Please copy out every line of the listing below in which the word "daisy" appears.
※
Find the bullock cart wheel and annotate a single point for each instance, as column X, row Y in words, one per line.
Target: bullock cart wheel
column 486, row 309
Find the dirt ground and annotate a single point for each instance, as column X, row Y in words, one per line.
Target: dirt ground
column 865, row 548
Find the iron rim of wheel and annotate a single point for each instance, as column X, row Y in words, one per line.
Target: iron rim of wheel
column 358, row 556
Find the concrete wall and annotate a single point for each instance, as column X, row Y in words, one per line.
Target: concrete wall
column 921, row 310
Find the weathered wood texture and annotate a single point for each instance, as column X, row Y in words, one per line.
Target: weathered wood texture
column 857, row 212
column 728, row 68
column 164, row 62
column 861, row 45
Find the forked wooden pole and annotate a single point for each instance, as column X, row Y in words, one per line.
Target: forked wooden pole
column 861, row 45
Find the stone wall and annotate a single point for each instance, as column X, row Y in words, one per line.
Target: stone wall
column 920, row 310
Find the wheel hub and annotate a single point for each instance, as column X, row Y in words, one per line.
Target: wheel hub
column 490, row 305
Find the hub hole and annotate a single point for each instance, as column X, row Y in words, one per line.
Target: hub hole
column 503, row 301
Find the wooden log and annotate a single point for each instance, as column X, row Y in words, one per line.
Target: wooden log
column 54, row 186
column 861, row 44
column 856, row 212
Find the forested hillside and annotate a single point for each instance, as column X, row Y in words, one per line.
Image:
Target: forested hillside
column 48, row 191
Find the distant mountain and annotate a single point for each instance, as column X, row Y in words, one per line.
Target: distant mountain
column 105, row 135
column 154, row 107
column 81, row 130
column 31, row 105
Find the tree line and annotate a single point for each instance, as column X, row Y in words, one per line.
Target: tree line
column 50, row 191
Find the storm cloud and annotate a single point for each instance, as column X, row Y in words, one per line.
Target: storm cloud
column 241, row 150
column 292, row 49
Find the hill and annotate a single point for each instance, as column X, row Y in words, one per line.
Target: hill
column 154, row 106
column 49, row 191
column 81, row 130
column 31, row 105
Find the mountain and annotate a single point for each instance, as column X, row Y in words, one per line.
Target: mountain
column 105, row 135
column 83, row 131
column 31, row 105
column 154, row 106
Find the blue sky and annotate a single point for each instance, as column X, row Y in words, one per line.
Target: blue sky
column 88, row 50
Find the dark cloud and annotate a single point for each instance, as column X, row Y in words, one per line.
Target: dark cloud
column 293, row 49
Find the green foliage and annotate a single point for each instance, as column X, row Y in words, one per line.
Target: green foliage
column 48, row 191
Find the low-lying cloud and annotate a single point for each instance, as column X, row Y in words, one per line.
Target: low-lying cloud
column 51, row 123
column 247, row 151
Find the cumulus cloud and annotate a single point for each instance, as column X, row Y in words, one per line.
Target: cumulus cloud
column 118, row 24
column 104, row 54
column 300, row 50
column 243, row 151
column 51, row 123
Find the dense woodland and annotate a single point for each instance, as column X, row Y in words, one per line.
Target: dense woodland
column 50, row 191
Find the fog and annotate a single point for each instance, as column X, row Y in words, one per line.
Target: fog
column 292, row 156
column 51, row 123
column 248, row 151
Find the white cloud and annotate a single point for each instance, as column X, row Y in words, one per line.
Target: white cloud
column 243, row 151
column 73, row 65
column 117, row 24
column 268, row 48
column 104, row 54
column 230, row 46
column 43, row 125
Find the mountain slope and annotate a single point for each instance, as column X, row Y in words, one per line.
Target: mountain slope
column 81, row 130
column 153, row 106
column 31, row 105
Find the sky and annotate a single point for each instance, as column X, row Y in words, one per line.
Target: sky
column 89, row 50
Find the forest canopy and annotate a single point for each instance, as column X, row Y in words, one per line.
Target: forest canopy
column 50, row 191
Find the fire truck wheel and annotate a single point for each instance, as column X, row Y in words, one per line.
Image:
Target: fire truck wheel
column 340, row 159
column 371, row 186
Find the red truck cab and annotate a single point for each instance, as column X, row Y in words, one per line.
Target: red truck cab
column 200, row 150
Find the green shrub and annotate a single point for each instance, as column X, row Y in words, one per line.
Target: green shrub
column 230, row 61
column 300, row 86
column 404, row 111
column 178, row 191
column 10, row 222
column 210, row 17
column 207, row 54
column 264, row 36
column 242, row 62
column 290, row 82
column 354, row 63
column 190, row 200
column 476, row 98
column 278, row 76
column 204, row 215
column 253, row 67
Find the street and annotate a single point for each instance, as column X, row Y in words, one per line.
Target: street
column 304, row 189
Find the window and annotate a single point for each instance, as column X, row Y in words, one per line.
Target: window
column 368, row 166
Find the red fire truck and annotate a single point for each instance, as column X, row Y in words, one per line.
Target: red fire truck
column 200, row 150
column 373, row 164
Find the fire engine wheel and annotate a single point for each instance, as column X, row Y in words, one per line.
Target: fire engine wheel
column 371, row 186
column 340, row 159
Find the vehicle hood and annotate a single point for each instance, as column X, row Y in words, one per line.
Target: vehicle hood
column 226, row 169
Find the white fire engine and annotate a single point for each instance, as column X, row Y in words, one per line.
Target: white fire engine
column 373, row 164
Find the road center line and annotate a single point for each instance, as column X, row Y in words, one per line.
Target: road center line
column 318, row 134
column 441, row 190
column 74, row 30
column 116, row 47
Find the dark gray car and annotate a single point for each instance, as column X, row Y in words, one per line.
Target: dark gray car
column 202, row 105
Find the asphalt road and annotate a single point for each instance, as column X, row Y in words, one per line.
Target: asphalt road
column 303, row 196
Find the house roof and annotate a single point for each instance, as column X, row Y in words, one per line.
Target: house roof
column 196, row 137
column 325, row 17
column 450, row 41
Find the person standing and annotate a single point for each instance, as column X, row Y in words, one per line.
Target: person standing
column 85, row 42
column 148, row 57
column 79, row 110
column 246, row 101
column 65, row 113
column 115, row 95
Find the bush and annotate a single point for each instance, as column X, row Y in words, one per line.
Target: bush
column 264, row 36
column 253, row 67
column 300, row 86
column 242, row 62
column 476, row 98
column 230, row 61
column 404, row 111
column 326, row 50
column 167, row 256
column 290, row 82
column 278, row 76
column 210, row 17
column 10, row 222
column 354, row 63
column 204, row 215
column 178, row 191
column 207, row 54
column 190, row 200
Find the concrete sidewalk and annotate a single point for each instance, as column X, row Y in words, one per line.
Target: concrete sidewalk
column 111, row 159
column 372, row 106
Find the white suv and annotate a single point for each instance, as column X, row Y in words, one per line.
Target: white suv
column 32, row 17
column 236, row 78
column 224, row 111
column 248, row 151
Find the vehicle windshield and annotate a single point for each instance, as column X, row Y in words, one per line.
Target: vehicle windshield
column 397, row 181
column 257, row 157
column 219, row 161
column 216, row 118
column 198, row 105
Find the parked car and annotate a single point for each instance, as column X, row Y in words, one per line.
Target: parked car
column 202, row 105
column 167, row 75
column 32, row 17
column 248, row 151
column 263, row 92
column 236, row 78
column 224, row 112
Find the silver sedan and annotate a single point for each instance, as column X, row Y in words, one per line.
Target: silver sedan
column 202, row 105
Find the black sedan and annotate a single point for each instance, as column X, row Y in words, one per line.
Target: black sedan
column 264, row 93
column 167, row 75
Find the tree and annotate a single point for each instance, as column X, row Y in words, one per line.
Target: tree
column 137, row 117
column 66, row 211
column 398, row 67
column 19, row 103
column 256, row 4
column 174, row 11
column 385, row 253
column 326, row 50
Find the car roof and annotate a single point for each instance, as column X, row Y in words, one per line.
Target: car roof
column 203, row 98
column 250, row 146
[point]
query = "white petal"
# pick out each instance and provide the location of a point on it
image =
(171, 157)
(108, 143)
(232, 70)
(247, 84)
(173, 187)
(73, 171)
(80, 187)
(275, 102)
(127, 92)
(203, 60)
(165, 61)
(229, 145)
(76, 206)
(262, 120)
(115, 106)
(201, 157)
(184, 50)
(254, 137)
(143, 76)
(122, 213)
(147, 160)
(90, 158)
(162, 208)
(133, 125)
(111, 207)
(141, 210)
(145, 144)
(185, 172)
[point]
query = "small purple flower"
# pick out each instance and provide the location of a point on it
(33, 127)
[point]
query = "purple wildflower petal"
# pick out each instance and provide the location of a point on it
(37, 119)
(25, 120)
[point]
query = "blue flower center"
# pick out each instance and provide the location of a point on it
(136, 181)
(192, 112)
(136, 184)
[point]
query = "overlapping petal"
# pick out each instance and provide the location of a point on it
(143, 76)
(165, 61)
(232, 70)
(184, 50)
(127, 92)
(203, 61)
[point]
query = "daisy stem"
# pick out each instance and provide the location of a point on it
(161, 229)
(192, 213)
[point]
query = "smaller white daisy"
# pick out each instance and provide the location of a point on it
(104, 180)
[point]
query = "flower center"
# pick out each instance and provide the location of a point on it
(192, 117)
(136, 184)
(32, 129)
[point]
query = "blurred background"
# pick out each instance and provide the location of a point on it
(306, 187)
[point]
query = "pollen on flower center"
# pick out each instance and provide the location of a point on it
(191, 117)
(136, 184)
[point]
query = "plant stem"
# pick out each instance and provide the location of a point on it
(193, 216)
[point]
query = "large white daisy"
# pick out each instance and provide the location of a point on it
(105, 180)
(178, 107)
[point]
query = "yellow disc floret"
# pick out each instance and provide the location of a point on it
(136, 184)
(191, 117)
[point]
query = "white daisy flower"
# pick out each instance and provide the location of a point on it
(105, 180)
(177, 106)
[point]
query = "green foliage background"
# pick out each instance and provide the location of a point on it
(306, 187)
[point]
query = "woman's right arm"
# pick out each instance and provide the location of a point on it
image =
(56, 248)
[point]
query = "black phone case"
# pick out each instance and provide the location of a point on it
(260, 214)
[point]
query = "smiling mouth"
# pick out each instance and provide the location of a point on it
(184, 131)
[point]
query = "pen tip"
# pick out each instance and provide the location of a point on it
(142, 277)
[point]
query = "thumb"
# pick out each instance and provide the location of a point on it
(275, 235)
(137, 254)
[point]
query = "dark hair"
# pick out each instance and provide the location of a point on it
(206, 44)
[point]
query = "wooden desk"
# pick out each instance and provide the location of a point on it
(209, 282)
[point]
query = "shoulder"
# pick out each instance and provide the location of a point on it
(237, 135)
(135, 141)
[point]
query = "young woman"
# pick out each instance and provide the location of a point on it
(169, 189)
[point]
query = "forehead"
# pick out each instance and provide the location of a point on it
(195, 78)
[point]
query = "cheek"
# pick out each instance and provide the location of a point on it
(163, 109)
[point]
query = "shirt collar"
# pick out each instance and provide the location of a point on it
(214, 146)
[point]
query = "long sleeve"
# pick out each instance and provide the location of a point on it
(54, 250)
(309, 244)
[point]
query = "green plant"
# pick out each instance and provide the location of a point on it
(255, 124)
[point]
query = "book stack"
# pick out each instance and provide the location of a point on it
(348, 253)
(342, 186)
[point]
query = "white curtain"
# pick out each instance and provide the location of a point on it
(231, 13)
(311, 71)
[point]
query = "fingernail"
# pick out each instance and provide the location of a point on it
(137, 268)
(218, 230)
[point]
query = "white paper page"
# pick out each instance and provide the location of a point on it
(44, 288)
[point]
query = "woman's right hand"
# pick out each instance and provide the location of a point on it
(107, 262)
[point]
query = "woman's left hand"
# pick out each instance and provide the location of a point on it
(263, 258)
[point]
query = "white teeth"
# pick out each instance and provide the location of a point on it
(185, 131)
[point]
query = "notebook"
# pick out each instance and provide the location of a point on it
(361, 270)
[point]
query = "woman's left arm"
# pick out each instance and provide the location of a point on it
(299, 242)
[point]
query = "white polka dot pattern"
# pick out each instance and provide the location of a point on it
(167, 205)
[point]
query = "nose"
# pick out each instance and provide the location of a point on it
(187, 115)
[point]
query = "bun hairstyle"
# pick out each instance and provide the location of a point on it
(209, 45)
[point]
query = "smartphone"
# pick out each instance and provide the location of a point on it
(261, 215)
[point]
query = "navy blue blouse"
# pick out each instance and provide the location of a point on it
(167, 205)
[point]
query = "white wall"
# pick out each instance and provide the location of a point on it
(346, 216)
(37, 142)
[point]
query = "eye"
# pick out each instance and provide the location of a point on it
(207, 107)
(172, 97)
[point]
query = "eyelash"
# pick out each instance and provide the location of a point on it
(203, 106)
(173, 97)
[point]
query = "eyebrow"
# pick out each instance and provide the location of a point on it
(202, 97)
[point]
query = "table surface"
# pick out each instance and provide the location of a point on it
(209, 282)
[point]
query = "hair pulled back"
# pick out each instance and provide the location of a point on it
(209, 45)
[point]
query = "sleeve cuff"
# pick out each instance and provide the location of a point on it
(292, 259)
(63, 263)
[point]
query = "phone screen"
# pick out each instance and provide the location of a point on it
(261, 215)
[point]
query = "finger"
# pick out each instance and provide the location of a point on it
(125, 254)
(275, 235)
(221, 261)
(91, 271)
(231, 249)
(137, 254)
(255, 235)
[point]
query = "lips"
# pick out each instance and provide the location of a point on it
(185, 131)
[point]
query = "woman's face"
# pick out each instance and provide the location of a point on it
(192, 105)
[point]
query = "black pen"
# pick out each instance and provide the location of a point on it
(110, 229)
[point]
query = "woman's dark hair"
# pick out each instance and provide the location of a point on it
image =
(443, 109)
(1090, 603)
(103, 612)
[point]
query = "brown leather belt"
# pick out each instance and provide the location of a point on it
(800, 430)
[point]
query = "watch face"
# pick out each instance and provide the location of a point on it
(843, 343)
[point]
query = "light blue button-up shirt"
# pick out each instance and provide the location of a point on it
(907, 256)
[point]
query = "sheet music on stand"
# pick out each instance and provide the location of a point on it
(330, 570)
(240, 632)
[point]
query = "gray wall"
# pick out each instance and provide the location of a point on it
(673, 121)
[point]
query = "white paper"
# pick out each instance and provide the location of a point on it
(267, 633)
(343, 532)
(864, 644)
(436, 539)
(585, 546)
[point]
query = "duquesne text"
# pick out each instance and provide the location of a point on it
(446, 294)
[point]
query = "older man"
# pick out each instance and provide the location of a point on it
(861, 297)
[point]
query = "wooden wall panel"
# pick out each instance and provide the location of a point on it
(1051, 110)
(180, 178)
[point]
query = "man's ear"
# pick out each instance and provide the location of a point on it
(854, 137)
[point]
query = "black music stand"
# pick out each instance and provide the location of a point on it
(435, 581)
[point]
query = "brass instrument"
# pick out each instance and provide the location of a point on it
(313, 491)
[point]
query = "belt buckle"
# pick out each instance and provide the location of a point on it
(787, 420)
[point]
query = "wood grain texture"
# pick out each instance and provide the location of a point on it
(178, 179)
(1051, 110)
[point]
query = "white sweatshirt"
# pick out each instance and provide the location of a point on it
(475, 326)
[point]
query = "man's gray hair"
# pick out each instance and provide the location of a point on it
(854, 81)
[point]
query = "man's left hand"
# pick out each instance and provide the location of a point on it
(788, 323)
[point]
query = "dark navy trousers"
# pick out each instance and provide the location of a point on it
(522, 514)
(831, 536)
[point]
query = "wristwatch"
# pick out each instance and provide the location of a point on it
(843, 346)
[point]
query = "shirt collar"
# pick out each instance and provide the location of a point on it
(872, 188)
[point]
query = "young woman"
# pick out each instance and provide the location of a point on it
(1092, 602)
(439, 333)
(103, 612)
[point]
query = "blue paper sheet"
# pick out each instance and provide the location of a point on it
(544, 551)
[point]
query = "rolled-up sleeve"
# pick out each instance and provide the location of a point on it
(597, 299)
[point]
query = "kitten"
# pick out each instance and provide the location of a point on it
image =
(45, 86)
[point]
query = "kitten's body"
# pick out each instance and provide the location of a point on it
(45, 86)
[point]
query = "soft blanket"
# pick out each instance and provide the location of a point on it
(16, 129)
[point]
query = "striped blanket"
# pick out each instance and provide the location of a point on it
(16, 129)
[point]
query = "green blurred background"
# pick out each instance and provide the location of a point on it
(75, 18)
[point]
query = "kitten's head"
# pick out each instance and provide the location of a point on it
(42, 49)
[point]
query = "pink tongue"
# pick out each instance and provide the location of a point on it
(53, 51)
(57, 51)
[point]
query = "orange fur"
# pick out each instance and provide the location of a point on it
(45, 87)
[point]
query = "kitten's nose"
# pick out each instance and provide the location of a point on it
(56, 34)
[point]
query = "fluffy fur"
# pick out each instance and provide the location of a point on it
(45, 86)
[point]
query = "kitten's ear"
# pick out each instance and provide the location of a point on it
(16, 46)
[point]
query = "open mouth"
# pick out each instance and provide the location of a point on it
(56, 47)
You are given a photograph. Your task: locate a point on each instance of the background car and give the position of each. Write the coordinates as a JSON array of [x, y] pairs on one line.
※
* **Result for this task**
query = "daisy stem"
query = "smaller white daisy"
query = "large white daisy"
query = "white daisy flower"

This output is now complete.